(Pointing dataset rows)
>>>>>
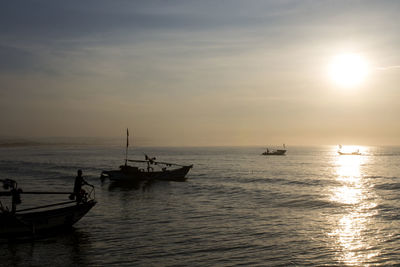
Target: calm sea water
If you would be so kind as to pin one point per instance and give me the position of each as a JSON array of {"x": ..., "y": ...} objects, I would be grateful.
[{"x": 310, "y": 207}]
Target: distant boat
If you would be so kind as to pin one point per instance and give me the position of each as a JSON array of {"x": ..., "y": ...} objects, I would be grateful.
[
  {"x": 276, "y": 152},
  {"x": 353, "y": 153},
  {"x": 148, "y": 171},
  {"x": 45, "y": 219}
]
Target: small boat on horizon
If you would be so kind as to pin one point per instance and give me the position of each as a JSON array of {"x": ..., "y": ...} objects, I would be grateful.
[
  {"x": 148, "y": 172},
  {"x": 128, "y": 173},
  {"x": 352, "y": 153},
  {"x": 40, "y": 220},
  {"x": 276, "y": 152}
]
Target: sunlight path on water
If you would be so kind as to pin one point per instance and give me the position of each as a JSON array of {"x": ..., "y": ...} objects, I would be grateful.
[{"x": 351, "y": 230}]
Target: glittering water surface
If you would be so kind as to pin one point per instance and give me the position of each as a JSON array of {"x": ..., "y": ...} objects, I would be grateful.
[{"x": 310, "y": 207}]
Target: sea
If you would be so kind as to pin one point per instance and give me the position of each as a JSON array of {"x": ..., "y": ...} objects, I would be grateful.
[{"x": 311, "y": 207}]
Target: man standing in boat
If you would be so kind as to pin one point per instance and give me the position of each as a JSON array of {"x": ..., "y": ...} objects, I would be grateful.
[{"x": 79, "y": 181}]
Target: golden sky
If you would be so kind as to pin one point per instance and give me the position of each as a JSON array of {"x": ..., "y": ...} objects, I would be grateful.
[{"x": 202, "y": 72}]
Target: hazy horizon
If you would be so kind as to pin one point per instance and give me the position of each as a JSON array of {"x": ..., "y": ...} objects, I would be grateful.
[{"x": 201, "y": 73}]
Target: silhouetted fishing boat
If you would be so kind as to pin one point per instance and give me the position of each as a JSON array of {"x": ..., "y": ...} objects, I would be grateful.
[
  {"x": 151, "y": 170},
  {"x": 40, "y": 220},
  {"x": 276, "y": 152},
  {"x": 128, "y": 173},
  {"x": 353, "y": 153}
]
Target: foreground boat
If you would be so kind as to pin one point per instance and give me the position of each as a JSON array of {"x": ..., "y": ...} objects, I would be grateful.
[
  {"x": 353, "y": 153},
  {"x": 40, "y": 220},
  {"x": 128, "y": 173},
  {"x": 277, "y": 152}
]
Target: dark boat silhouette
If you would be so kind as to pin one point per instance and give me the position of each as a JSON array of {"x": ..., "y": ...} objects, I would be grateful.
[
  {"x": 40, "y": 220},
  {"x": 151, "y": 170},
  {"x": 353, "y": 153},
  {"x": 128, "y": 173}
]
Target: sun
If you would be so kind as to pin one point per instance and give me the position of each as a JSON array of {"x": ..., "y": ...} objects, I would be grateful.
[{"x": 348, "y": 70}]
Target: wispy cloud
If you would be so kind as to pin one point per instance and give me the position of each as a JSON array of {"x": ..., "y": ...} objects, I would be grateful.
[{"x": 389, "y": 67}]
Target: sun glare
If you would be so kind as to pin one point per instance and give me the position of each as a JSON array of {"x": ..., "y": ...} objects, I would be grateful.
[{"x": 348, "y": 70}]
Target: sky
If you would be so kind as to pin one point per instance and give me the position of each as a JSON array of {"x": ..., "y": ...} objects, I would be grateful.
[{"x": 199, "y": 73}]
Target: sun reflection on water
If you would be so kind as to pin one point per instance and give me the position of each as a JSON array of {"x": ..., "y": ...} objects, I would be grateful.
[{"x": 356, "y": 196}]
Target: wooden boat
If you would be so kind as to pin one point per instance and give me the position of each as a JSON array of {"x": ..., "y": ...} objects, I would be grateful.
[
  {"x": 152, "y": 170},
  {"x": 277, "y": 152},
  {"x": 40, "y": 220},
  {"x": 128, "y": 173},
  {"x": 353, "y": 153},
  {"x": 350, "y": 153}
]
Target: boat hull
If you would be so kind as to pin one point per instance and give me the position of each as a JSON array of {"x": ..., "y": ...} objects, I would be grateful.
[
  {"x": 137, "y": 175},
  {"x": 279, "y": 152},
  {"x": 42, "y": 222}
]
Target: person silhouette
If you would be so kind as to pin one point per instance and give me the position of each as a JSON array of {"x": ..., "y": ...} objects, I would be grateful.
[{"x": 79, "y": 181}]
<<<<<
**Stated exercise:** Edit the rows above so that every "Target" becomes "Object" and everything else stays the same. Leave the pictures out of your answer.

**Exercise solution:**
Object: calm sea water
If you would be so kind as to pin one point per instance and give me the position of each as a JSON array of {"x": ..., "y": ...} objects, I would be grateful.
[{"x": 310, "y": 207}]
Object: distant boat
If you would be so kind as to pin one point per instance and give me the position of each as a JSON array of {"x": ..., "y": ...} objects, I would be grateful.
[
  {"x": 276, "y": 152},
  {"x": 353, "y": 153},
  {"x": 148, "y": 171},
  {"x": 45, "y": 219}
]
Object: small boat on horizon
If you would be so kind as to pin one point per instance and give me the position of each as a JSON array of {"x": ..., "y": ...} objects, I would be grateful.
[
  {"x": 148, "y": 172},
  {"x": 128, "y": 173},
  {"x": 352, "y": 153},
  {"x": 40, "y": 220},
  {"x": 276, "y": 152}
]
Object: sunlight path on water
If you would be so kind as to pin one point per instance and give me the position of each as a JSON array of {"x": ..., "y": ...} objects, I would be grateful.
[{"x": 351, "y": 230}]
Object: glittering water surface
If you would be so kind as to pin one point per instance and give me the position of each as a JSON array of {"x": ..., "y": ...} objects, I would be grateful.
[{"x": 310, "y": 207}]
Object: sea
If you would be so kind as to pin one point per instance and give me the position of each as a JSON array of {"x": ..., "y": ...} objects, I would be grateful.
[{"x": 311, "y": 207}]
Object: man standing in boat
If you would be so kind as to pin one point per instance and give me the position of each as a JSON array of {"x": ..., "y": ...} objects, I would be grateful.
[{"x": 79, "y": 181}]
Object: golden sky
If you would be so kind as to pin one point per instance and give me the position of each as a JSON array of {"x": ..., "y": ...} objects, I would be grateful.
[{"x": 202, "y": 72}]
Object: hazy horizon
If you would be so kind as to pin one point per instance and give me the position of each as a JSON array of {"x": ..., "y": ...} objects, I would be grateful.
[{"x": 201, "y": 73}]
Object: silhouetted fishing boat
If you would be so kind as to pin one point per instance and give me the position of each as a JSON array of {"x": ..., "y": ...} objects, I would be grateful.
[
  {"x": 151, "y": 170},
  {"x": 40, "y": 220},
  {"x": 276, "y": 152},
  {"x": 128, "y": 173},
  {"x": 353, "y": 153}
]
Object: foreground boat
If you would be so kind as to pin one point per instance and give me the position of each as a JSON array of {"x": ..., "y": ...} objects, I would be grateful.
[
  {"x": 353, "y": 153},
  {"x": 40, "y": 220},
  {"x": 128, "y": 173},
  {"x": 277, "y": 152}
]
Object: dark boat silhouette
If you would be so kind as to pin one point per instance and give me the position of each as a JSON array of {"x": ..., "y": ...} objects, I would be grateful.
[
  {"x": 40, "y": 220},
  {"x": 151, "y": 170},
  {"x": 353, "y": 153},
  {"x": 128, "y": 173}
]
Object: sun
If you would be so kind as to pin one point per instance and give me the position of each as a JSON array of {"x": ..., "y": ...} objects, I would be grateful.
[{"x": 348, "y": 70}]
Object: wispy cloud
If you would be so kind as to pin one point per instance and give me the position of each as a JSON array of {"x": ..., "y": ...} objects, I would be grateful.
[{"x": 389, "y": 67}]
Object: sun glare
If you would be so kind as to pin one point per instance and give me the position of each as a JSON array of {"x": ..., "y": ...} objects, I would be grateful.
[{"x": 348, "y": 70}]
Object: sky
If you would be so kind as to pin one point per instance and give me the position of each as a JSON array of {"x": ..., "y": ...} objects, I would be grateful.
[{"x": 199, "y": 73}]
Object: sun reflection on water
If you would be so kind as to pin one point per instance and give me the position of each as a JSON array of {"x": ..., "y": ...} objects, I would be grateful.
[{"x": 356, "y": 196}]
Object: wooden boat
If you would be so kind as to pin one point per instance and give me the position of each as a JSON array of {"x": ..., "y": ...} objects, I would be grateful.
[
  {"x": 152, "y": 170},
  {"x": 277, "y": 152},
  {"x": 40, "y": 220},
  {"x": 128, "y": 173},
  {"x": 353, "y": 153},
  {"x": 350, "y": 153}
]
Object: boat hull
If you would be so kind as to pin one point per instance and give me the position of each as a JSON array of {"x": ..., "y": ...} objects, I would be grateful.
[
  {"x": 137, "y": 175},
  {"x": 279, "y": 152},
  {"x": 42, "y": 222}
]
Object: person silhouette
If you would be so kind as to pin one point per instance and give me the position of each as a JSON array of {"x": ..., "y": ...} objects, I would be grateful.
[{"x": 79, "y": 181}]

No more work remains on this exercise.